> [Tasks to complete]:
#1 Translate this sentence from the forum post about the laptop that keeps powering off into Spanish: "Initially I thought it might be a problem with ACPI or APM, so I compiled a kernel without them."
#2 Carry on the forum post about the laptop that keeps powering off, picking up after its last sentence.

--- start Page ---

# My machine keeps on powering off intermittently!

## rapichai

I recently bought a Gateway 600XL laptop.

It has a Intel Pentium 4 M 2.6GHz cpu, 1024MB Ram, Intel 845MP chipset, and a ATI Radeon Mobility 9000 64 MB video card.

I have succesfully installed Gentoo linux 1.4_rc4 on it. Everything works great so far, except my machine will power off intermittently.

Initially I thought it might be a problem with ACPI or APM, so I compiled a kernel without them. This did not solve the problem.

After looking through /var/log/* for oops messages, I didn't find anything

that looked like it was causing this behaviour.

I originally installed the 'gentoo-sources' kernel on the machine, so i thought I might try the "stable" 'gs-sources' kernel to see if the problem lied in the gentoo-sources kernel. This also did not solve the problem.

Has anyone experienced this type of behaviour before?

Any ideas would be greatly appreciated.

--- end Page ---
--- start Data shown ---

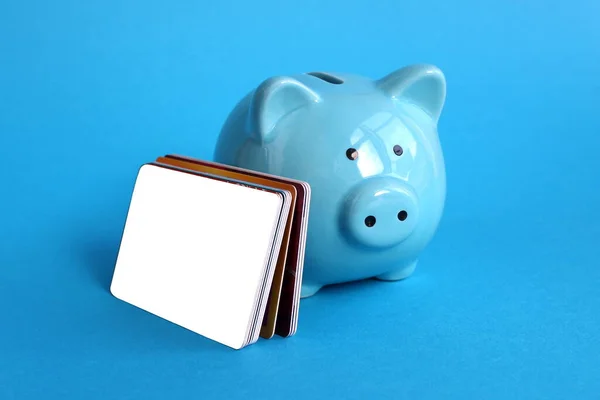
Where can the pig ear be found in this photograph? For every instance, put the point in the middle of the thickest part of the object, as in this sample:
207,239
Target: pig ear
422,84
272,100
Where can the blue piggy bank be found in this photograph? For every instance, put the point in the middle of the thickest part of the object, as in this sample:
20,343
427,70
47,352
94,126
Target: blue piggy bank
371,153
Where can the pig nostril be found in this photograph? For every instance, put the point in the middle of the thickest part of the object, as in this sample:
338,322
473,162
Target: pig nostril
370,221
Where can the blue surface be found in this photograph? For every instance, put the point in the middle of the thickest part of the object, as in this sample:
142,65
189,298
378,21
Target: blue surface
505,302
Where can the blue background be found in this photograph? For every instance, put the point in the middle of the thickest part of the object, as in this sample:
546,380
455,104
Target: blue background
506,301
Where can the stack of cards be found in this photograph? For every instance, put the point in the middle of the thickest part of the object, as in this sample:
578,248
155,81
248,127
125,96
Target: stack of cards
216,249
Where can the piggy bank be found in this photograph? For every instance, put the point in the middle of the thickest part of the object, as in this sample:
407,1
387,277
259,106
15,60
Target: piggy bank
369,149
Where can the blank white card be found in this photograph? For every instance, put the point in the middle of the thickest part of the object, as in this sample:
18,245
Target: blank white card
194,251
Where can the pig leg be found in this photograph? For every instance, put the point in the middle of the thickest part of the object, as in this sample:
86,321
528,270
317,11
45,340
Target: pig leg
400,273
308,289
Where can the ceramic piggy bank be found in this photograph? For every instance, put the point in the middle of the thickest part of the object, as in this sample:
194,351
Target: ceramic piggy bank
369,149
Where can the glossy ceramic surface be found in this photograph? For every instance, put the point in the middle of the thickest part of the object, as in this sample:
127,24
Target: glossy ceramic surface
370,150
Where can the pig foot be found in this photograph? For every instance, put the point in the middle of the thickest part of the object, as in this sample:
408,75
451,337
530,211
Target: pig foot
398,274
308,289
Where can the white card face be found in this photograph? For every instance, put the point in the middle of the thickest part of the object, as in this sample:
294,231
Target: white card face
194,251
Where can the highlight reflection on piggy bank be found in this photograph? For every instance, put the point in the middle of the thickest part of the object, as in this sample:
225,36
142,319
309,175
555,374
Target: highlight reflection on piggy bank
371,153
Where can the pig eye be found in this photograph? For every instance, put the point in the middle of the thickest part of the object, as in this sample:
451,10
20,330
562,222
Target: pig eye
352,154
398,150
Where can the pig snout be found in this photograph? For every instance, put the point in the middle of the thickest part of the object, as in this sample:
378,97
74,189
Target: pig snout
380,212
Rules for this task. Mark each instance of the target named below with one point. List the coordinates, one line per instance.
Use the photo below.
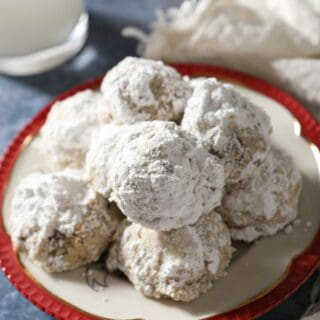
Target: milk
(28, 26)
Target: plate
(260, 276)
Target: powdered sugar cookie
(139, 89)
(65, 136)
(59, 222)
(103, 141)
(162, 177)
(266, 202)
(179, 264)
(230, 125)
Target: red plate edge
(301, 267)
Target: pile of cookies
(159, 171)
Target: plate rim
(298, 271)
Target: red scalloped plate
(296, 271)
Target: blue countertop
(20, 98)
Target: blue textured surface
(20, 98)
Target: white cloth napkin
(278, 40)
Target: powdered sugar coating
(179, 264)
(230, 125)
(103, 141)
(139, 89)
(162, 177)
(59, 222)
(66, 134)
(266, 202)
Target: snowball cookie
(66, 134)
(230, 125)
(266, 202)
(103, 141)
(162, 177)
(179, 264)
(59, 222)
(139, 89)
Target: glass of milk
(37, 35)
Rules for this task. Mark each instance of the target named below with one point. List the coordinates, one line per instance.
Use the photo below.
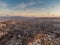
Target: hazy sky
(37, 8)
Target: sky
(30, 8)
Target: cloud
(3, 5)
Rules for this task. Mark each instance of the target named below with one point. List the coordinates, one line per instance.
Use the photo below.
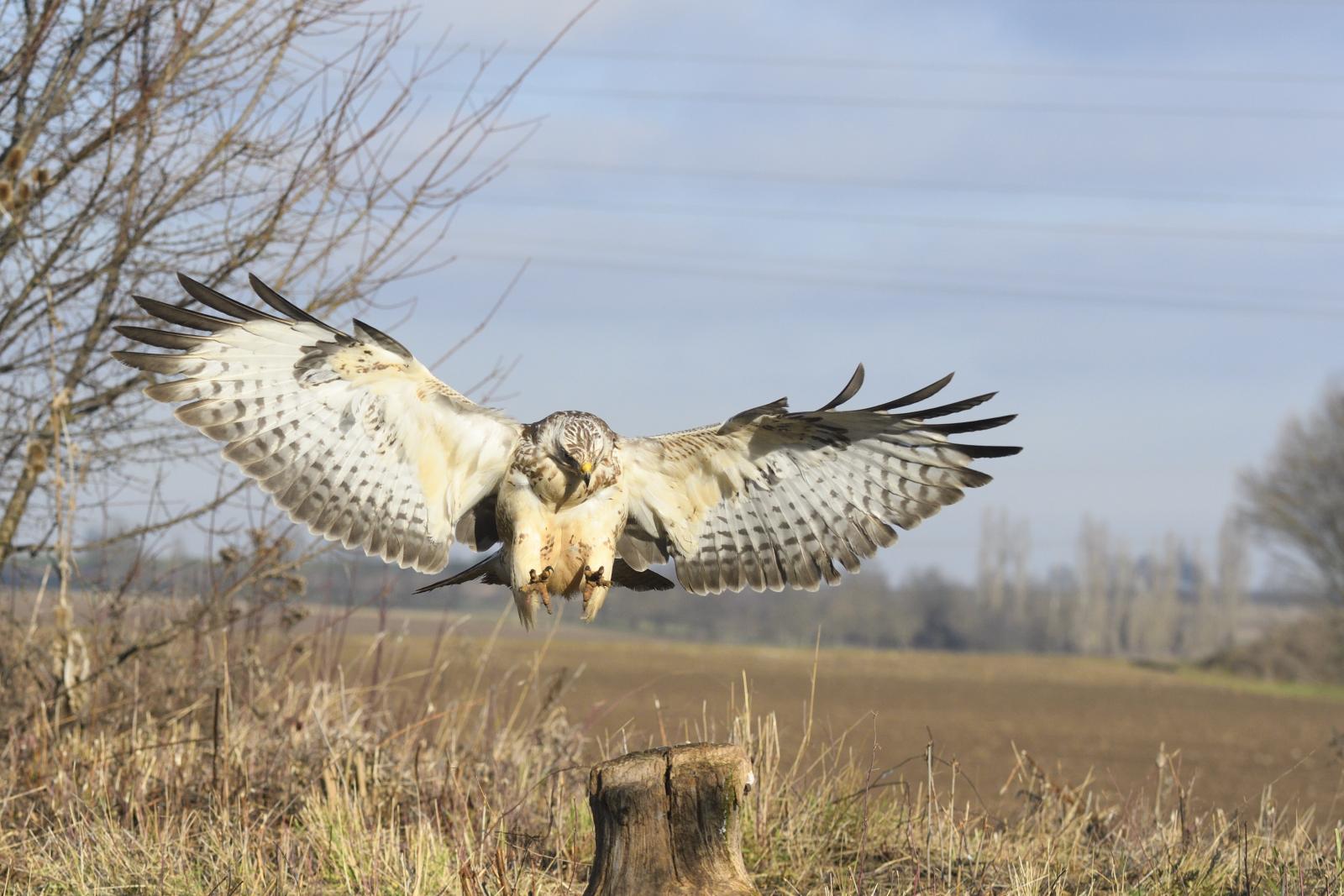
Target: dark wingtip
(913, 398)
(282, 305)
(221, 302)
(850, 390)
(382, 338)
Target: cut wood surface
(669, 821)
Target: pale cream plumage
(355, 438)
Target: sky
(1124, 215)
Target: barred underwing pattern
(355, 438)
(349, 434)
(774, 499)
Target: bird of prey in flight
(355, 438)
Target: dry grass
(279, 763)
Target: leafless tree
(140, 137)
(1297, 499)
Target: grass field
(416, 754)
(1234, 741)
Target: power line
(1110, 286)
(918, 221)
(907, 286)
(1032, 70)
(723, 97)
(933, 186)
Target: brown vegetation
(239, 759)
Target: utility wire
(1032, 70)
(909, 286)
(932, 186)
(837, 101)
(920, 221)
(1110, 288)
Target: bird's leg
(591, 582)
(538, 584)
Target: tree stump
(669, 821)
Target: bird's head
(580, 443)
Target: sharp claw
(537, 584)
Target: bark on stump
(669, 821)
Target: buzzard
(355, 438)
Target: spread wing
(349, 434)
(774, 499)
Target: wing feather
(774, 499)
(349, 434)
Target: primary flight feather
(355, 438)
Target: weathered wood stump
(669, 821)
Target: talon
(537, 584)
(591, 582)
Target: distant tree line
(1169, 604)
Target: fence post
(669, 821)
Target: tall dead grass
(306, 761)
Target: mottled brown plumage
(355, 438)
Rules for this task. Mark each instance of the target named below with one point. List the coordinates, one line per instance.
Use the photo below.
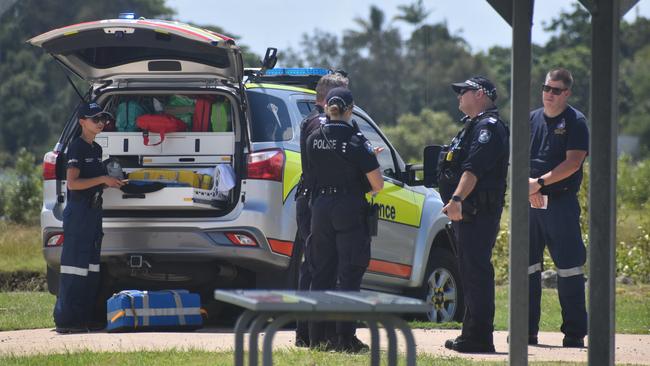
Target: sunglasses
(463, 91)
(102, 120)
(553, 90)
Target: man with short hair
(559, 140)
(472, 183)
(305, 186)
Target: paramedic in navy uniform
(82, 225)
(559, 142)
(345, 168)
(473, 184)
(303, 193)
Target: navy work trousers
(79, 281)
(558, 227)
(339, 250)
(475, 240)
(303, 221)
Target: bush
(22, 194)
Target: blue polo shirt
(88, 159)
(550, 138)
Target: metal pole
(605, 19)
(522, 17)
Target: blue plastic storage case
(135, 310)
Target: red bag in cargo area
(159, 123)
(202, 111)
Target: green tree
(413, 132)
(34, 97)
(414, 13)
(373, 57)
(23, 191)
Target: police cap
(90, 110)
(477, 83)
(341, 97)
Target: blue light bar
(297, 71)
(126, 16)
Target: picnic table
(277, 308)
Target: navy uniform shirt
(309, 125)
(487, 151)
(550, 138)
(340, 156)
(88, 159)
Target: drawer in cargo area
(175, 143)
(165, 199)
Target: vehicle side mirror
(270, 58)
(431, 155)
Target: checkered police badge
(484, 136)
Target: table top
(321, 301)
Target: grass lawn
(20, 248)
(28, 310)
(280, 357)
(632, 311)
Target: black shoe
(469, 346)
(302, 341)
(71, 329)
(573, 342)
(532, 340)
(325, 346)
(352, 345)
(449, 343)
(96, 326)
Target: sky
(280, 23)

--- end Data shown ---
--- start Data shown ---

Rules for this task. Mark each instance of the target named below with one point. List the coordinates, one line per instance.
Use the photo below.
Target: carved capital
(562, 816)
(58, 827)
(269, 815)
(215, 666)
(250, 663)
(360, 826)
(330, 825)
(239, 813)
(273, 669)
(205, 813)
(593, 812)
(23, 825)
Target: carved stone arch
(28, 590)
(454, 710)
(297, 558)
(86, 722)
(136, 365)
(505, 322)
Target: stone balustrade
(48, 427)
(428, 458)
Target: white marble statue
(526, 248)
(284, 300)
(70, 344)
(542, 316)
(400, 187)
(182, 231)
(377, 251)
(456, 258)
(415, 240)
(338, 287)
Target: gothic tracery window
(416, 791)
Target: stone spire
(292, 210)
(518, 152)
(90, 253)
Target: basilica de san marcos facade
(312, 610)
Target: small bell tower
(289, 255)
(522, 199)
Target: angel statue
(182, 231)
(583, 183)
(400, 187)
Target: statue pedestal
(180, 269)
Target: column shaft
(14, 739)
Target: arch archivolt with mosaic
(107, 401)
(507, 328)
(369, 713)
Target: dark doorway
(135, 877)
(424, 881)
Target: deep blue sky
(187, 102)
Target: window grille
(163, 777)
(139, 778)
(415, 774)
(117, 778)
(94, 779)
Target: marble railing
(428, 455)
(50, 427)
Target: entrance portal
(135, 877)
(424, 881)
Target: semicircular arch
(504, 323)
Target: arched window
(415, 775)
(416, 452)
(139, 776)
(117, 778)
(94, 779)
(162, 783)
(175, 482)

--- end Data shown ---

> [Results]:
#1 Al principio pensé que podría ser un problema con ACPI o APM, así que compilé un kernel sin ellos.

#2
----------

## drjimmy42

Have you tried it with any other OS successfully?  Are you sure its not a hardware problem with poor battery charge or something?  Maybe try compiling apm back in (or as a module so you don't have to keep compiling) and check the battery state.

----------

## rapichai

 *Quote:*   

> Have you tried it with any other OS successfully? Are you sure its not a hardware problem with poor battery charge or something? Maybe try compiling apm back in (or as a module so you don't have to keep compiling) and check the battery state.

 

All of these poweroffs occured while the machine was plugged into an A/C power source (with fully charged battery in it also).

Well, it shipped with Windows XP.

XP is actually very stable, no problems, all hardware works.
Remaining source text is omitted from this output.